▸ **ARTICLE**:

The current shout-riot passing for national discourse has seeped its way into our local political rhetoric, and while all that inflammatory boldness may be entertaining, we would much rather a boldness balanced with studied and coolheaded insightfulness. We are an alt-weekly after all, so enough said about that.
Our Editorial Board conducted public debates with all the candidates contesting for the County and City office, and we’ve researched their past records and statements. One member privately interviewed each of the County Commission candidates as well. We’re only endorsing for contested races.
We endorse Sami Al-Abdrabbuh, he is a compelling and passionate leader already engaged with a diversity of groups and subcultures, and he takes a studied research-driven approach to issues.
Al-Abdrabbuh’s time as a Corvallis Public School Board Member has proved his ability to work with just about anyone, and to get things done. During The Advocate debates, Al-Abdrabbuh was clearly the candidate with the best grasp of the County’s issues, and what can be done to address them with solutions that take the long view.
Of all the candidates interviewed, Al-Abdrabbuh has the deepest knowledge when it comes to issues of homelessness. Talking with him, it becomes clear he has dedicated extensive time and research into the subject. Given the county’s reputation and history with homelessness, this is invaluable to us.

▸ **STATED PROBLEM 1**:
Answer these questions from the editorial:
(a) For which races does the Editorial Board give endorsements?
(b) What position has Al-Abdrabbuh held?
(c) On what issue does Al-Abdrabbuh have the deepest knowledge of all the candidates interviewed?
The editorial and the records come from separate, unrelated sources.

Location identification items:
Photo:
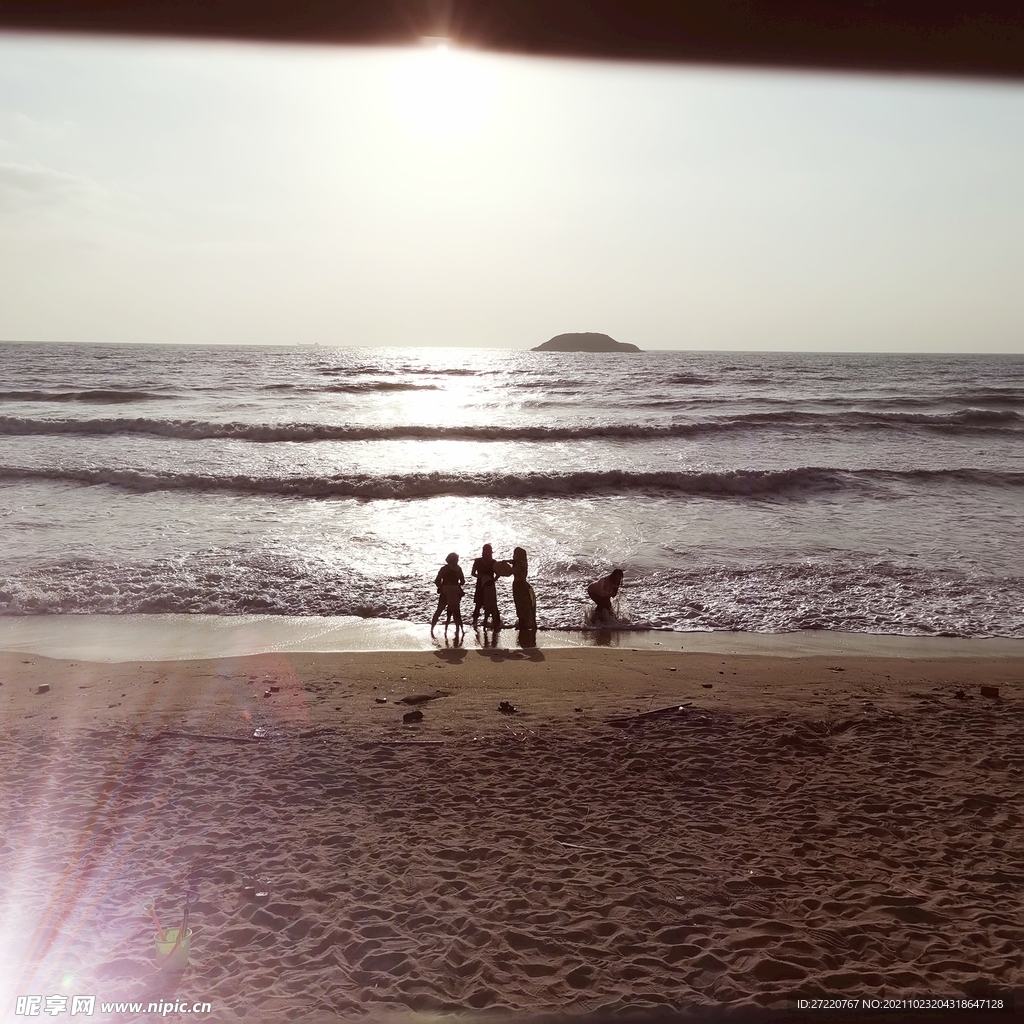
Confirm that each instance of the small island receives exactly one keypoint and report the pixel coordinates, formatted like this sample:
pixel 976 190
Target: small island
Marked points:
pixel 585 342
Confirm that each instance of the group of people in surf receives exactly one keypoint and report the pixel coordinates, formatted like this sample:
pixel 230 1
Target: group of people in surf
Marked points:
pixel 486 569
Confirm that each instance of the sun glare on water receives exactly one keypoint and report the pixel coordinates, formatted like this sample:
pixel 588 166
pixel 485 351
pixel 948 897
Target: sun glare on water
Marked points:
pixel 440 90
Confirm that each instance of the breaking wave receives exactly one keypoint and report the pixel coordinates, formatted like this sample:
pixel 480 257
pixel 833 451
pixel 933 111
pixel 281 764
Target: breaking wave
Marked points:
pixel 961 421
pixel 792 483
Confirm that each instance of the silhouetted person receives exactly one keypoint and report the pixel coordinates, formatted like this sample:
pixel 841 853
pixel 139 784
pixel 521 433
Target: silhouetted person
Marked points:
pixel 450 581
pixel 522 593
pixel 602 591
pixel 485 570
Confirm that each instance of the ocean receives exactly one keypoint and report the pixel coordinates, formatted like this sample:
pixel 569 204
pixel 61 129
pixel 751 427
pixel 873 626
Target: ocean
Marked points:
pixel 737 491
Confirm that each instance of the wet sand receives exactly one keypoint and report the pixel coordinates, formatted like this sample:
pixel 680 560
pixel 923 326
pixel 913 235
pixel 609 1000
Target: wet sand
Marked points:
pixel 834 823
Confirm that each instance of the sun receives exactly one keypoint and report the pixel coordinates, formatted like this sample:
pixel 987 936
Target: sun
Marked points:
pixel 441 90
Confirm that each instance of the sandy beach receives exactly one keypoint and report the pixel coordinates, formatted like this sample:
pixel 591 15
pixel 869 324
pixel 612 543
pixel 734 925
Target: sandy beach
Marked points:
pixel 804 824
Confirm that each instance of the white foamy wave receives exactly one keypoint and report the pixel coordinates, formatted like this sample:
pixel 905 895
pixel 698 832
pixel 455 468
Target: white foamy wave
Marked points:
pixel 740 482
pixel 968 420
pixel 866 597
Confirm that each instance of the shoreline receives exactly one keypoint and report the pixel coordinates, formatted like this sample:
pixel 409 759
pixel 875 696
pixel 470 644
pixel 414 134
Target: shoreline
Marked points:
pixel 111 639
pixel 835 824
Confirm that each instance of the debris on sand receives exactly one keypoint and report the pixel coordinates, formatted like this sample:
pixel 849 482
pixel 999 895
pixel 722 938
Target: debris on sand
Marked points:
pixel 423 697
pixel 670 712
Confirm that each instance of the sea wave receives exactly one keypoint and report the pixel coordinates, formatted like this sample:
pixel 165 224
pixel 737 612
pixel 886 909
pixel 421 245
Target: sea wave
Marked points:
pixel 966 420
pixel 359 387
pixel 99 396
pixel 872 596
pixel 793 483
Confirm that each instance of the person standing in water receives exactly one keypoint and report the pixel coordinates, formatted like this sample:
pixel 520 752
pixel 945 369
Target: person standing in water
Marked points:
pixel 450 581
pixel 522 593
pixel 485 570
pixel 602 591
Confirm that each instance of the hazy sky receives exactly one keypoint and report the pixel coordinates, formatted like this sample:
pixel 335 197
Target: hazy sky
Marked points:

...

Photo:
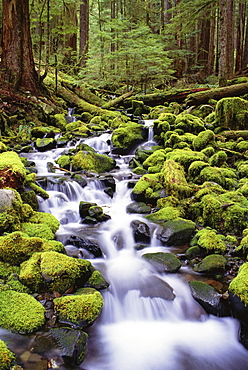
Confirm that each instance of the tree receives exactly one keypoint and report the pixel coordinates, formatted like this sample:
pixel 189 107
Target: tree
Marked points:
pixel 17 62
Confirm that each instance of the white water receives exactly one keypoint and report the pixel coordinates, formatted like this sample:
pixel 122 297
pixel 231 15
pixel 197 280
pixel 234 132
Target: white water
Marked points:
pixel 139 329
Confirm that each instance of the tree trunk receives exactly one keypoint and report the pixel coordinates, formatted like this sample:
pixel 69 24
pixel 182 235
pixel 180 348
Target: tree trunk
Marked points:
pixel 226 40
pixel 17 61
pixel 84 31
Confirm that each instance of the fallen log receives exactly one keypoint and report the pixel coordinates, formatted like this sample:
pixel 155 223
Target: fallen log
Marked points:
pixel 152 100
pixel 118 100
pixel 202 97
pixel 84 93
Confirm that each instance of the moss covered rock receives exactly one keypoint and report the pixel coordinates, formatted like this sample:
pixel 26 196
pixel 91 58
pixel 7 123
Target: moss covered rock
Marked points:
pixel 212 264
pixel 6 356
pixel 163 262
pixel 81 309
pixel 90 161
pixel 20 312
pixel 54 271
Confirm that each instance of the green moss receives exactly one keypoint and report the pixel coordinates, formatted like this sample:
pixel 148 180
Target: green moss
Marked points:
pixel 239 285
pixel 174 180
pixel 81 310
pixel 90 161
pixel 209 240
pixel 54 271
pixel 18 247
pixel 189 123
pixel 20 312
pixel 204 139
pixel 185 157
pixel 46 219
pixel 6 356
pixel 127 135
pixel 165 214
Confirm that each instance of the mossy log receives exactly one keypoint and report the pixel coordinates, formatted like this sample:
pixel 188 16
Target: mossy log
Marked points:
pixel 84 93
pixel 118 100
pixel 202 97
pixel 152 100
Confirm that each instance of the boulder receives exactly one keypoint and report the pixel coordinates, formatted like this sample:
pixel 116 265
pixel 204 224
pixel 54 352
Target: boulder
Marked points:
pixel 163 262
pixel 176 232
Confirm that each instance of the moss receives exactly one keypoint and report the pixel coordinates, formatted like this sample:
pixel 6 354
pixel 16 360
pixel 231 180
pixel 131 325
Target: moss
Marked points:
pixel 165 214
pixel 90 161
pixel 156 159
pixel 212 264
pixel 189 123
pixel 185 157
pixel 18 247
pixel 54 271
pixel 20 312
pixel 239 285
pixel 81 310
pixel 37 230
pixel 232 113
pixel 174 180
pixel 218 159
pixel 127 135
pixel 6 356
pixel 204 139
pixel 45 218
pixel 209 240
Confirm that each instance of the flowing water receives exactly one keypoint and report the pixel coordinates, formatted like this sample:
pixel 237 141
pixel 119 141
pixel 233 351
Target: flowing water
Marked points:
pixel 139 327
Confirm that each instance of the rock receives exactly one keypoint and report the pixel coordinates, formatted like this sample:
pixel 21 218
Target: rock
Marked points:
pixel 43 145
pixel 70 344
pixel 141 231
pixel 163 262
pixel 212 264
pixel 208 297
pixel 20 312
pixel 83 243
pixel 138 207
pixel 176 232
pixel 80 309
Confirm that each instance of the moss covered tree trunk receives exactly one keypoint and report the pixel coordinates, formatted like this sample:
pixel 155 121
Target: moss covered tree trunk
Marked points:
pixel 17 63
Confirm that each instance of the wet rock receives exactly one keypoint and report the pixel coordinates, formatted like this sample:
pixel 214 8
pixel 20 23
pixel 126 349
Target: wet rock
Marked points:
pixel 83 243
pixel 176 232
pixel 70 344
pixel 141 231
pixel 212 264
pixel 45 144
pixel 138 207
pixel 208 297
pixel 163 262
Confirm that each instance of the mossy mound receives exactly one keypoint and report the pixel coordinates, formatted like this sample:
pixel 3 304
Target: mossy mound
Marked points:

▸ **STATED PROBLEM 2**:
Can you render the stretch of the records from the line containing "Confirm that each instance of the rock" through the line containing "pixel 17 63" as a JSON list of strings, one string per line, with blank lines left out?

▸ **EXERCISE RESULT 1**:
(a) Only contested races.
(b) Corvallis Public School Board Member.
(c) Homelessness.

▸ **EXERCISE RESULT 2**:
[
  "Confirm that each instance of the rock receives exactly one keypoint and report the pixel coordinates, formatted like this sample:",
  "pixel 21 218",
  "Target: rock",
  "Marked points:",
  "pixel 43 145",
  "pixel 70 344",
  "pixel 141 231",
  "pixel 163 262",
  "pixel 212 264",
  "pixel 208 297",
  "pixel 20 312",
  "pixel 83 243",
  "pixel 138 207",
  "pixel 176 232",
  "pixel 80 309",
  "Confirm that each instance of the moss covered tree trunk receives exactly one keypoint and report the pixel coordinates, formatted like this sample:",
  "pixel 155 121",
  "Target: moss covered tree trunk",
  "Marked points:",
  "pixel 17 63"
]